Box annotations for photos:
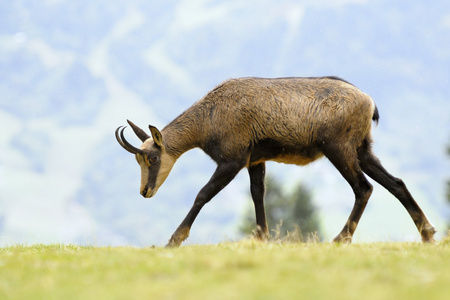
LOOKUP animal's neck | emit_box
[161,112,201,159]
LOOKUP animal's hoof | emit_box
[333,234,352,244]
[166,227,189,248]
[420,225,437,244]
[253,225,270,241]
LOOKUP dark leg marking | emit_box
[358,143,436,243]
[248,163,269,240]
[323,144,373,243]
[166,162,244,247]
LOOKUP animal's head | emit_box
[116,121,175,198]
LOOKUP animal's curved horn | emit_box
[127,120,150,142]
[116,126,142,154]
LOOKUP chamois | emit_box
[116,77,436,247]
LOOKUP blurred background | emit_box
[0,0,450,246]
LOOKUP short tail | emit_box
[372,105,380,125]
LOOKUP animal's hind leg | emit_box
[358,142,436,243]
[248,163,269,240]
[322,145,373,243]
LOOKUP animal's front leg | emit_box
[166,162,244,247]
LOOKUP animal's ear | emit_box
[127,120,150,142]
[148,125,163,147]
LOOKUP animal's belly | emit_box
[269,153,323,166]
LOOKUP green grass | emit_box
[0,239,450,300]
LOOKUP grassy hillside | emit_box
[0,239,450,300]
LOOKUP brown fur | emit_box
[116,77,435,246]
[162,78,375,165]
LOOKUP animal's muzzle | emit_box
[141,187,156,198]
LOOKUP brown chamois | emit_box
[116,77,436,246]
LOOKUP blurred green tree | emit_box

Required work
Update the records so that every "chamois" becomes "mountain goat", keeping everything else the same. Leave the pictures out of your answer.

Answer to this task
LOOKUP animal's neck | emit_box
[161,112,201,159]
LOOKUP animal's hoof | emit_box
[333,234,352,244]
[166,227,189,248]
[420,225,437,244]
[253,225,270,241]
LOOKUP dark leg marking | emit_box
[358,143,436,243]
[248,163,269,240]
[323,144,373,243]
[166,162,244,247]
LOOKUP animal's head | emit_box
[116,121,175,198]
LOOKUP animal's curved horn | emit_box
[127,120,150,142]
[116,126,142,154]
LOOKUP mountain goat | emit_box
[116,77,436,247]
LOOKUP blurred background | emit_box
[0,0,450,246]
LOOKUP short tail | emit_box
[372,105,380,125]
LOOKUP animal's hind leg | emit_box
[358,142,436,243]
[248,163,269,240]
[322,145,373,243]
LOOKUP animal's front leg | emit_box
[166,162,244,247]
LOOKUP animal's ear | emit_box
[127,120,150,142]
[148,125,163,147]
LOOKUP animal's belly | emit_box
[269,153,323,166]
LOOKUP green grass | emit_box
[0,239,450,300]
LOOKUP grassy hillside | emit_box
[0,239,450,300]
LOOKUP brown fur | emit_box
[116,77,435,246]
[162,78,375,165]
LOOKUP animal's muzzle | emit_box
[141,187,156,198]
LOOKUP brown mountain goat | emit_box
[116,77,436,246]
LOOKUP blurred green tree | emit_box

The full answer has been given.